-- START Supplied information --

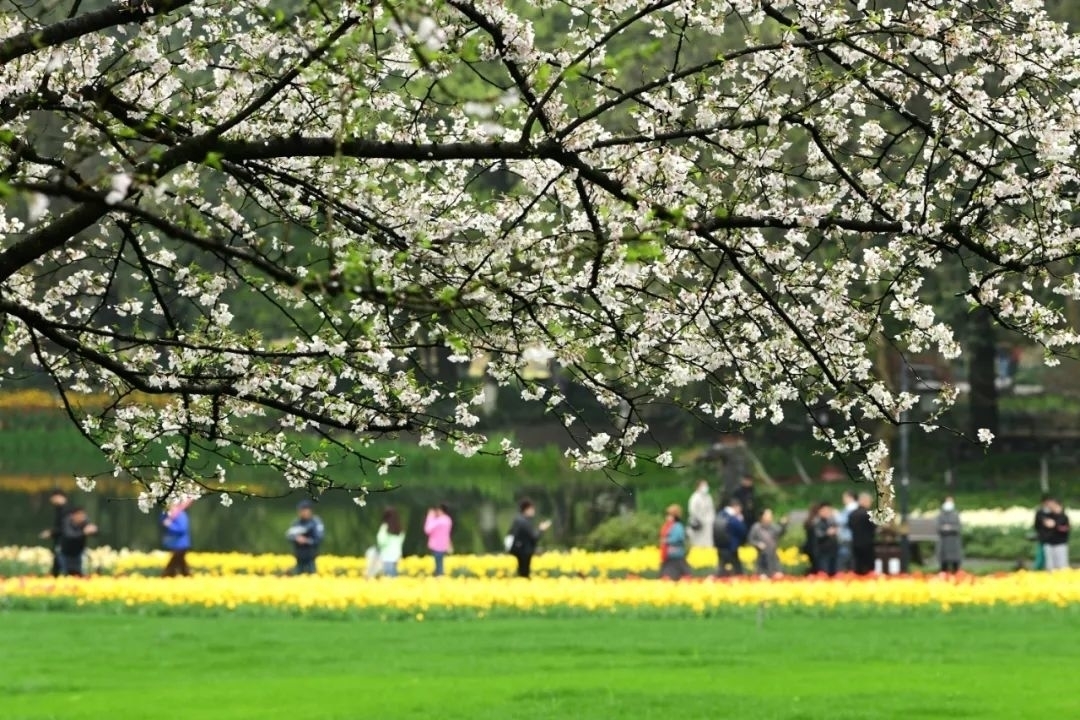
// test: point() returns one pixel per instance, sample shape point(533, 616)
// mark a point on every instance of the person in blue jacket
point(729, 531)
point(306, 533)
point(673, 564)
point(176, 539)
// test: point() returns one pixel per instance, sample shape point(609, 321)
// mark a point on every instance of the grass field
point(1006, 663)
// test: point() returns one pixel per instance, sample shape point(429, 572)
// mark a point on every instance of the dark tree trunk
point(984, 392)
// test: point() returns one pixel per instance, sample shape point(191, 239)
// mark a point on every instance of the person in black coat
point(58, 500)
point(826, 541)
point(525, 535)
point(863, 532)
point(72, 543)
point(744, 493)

-- END Supplied information --
-- START Supplied information --

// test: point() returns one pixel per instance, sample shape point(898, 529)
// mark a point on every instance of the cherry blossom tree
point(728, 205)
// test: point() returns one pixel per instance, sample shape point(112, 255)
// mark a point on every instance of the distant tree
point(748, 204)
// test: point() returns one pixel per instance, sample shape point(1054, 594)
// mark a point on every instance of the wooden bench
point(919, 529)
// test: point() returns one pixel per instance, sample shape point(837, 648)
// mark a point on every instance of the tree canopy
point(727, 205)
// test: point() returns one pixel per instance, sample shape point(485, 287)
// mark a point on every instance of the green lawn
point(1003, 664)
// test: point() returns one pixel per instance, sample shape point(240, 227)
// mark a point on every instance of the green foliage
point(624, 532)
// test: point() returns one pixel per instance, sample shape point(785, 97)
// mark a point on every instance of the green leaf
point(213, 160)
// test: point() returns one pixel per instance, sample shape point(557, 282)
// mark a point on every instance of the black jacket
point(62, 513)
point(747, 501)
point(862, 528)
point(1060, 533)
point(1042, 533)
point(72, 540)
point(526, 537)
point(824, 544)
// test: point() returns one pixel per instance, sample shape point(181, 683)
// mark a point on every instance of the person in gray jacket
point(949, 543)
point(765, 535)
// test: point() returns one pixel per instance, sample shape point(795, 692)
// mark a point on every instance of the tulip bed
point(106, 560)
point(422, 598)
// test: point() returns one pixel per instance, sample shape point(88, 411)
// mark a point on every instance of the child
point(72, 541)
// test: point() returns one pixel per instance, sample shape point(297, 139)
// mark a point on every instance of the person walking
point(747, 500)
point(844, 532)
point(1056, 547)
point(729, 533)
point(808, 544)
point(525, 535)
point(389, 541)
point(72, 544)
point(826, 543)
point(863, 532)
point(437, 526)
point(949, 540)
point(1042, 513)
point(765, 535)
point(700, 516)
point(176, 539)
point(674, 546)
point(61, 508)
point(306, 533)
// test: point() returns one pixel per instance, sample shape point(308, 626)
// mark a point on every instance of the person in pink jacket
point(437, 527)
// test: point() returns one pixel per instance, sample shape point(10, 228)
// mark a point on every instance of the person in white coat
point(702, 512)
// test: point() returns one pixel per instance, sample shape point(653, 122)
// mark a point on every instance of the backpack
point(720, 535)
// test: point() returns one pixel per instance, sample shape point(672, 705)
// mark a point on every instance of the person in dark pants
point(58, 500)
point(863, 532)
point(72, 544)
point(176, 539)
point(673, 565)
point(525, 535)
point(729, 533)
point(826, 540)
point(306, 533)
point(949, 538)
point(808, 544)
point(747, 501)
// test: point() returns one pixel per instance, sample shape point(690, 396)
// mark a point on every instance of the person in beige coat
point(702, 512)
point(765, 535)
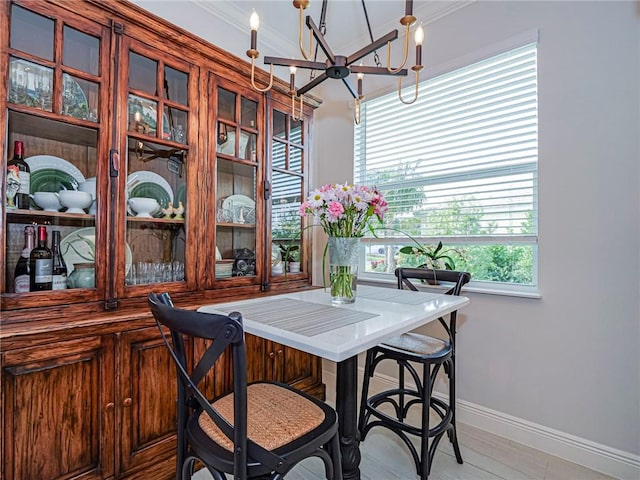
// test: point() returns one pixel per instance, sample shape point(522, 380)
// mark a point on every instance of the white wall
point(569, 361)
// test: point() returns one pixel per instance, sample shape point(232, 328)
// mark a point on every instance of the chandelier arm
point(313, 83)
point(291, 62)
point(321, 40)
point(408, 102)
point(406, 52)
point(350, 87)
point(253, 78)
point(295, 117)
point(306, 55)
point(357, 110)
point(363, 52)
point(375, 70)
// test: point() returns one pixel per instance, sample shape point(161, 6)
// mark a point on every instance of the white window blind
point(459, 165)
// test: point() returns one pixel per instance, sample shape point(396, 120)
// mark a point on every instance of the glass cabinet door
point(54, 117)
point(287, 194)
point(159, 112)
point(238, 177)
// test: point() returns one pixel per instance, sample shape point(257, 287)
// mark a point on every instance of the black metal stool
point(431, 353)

-- END Supplied information --
-- START Supplied information --

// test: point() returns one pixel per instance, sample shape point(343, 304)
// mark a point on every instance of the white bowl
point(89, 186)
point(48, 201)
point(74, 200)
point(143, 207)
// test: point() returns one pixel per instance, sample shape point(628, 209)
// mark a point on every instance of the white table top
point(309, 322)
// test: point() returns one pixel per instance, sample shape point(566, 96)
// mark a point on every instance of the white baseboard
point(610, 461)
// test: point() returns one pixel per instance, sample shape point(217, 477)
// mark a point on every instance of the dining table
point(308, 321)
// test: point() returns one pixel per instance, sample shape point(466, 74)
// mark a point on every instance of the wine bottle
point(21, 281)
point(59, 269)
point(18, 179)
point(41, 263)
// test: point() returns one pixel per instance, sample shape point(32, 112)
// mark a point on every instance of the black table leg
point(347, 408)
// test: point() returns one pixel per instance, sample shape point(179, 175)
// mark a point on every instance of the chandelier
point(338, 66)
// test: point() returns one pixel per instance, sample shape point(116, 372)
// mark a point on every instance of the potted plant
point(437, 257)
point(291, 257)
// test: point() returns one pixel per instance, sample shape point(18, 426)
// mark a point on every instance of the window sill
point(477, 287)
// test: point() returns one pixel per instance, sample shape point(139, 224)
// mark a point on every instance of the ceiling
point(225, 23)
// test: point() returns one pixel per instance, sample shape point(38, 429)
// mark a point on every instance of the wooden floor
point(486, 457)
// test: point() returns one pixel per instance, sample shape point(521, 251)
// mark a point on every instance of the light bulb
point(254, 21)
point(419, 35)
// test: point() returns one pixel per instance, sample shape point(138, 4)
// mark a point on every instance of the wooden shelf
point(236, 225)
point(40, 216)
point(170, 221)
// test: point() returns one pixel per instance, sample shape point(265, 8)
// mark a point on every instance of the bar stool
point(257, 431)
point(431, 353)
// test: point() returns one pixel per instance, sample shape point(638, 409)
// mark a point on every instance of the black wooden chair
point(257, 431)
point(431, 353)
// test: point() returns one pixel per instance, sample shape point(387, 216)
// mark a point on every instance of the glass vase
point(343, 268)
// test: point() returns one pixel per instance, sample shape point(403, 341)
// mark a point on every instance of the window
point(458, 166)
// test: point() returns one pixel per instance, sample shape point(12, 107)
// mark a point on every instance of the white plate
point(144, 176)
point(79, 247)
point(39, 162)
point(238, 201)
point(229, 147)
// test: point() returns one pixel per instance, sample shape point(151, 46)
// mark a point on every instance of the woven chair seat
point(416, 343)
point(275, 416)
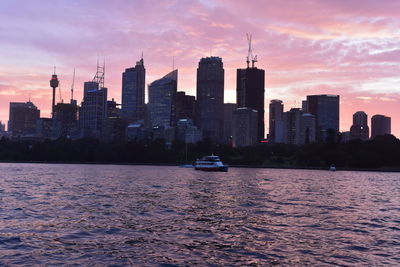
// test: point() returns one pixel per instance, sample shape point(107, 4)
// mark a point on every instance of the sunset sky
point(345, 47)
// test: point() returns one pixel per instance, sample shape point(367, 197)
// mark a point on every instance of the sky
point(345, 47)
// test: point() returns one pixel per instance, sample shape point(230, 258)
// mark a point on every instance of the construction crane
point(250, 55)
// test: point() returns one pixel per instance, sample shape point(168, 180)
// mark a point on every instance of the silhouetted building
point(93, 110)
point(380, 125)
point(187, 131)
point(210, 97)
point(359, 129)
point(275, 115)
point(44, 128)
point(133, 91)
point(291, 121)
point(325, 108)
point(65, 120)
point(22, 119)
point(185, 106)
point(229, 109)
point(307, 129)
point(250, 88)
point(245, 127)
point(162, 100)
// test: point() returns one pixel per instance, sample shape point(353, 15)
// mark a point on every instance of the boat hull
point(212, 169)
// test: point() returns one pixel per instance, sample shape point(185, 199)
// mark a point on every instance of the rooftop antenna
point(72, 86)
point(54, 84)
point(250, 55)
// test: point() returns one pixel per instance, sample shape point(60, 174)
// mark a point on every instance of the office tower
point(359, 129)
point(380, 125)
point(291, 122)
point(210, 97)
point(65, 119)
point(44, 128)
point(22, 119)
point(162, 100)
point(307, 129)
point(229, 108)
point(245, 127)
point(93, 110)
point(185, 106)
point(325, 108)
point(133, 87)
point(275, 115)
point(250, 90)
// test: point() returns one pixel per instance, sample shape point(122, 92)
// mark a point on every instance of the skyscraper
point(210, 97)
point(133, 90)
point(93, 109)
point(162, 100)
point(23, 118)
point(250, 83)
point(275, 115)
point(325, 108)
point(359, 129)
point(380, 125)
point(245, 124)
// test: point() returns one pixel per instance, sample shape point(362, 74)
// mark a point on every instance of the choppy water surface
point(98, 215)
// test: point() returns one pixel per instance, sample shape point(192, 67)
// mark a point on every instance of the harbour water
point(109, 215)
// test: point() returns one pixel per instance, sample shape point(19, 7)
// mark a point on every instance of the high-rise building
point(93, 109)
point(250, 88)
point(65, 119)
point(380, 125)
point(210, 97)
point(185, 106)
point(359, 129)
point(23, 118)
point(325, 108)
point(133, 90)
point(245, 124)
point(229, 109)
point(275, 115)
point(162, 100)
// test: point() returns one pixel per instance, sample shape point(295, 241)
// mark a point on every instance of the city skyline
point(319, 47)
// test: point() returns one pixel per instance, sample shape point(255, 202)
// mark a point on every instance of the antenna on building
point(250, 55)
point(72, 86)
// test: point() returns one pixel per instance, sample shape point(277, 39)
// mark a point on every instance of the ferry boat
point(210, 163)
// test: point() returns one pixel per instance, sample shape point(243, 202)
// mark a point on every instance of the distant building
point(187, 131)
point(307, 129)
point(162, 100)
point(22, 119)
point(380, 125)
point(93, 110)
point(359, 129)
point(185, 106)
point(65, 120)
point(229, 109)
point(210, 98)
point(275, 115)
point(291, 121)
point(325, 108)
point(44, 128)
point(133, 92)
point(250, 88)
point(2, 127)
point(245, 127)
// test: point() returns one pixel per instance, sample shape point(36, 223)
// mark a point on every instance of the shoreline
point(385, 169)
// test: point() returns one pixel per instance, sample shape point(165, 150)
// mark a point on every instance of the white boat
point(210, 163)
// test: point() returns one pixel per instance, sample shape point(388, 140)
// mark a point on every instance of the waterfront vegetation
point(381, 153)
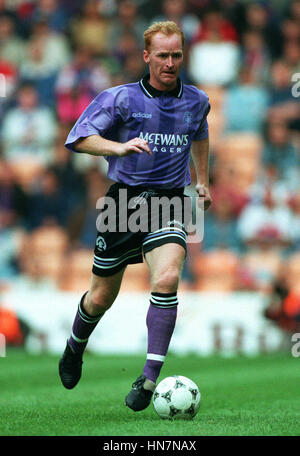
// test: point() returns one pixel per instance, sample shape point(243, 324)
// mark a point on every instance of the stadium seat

-- END Supplied information --

**What you need to do:** Reproduce word for word the lines of the items above, from the line with "shape point(533, 616)" through the line with "point(744, 493)", including both.

**Complete output:**
// test: point() returns one pixel per instance, sample shape point(533, 616)
// mark a point on every instance of the person in blue jacket
point(729, 531)
point(306, 533)
point(673, 564)
point(176, 539)
// test: point() returns one pixel per instance, sample shape point(609, 321)
// mark a point on every instance of the grass field
point(1006, 663)
// test: point() returns one pixel per instance, sample shape point(429, 572)
// mark a point on every instance of the dark tree trunk
point(984, 392)
// test: point() returns one pixel per instance, sample shape point(191, 239)
// mark a point on every instance of the person in black coat
point(58, 500)
point(826, 541)
point(525, 535)
point(863, 532)
point(72, 543)
point(744, 493)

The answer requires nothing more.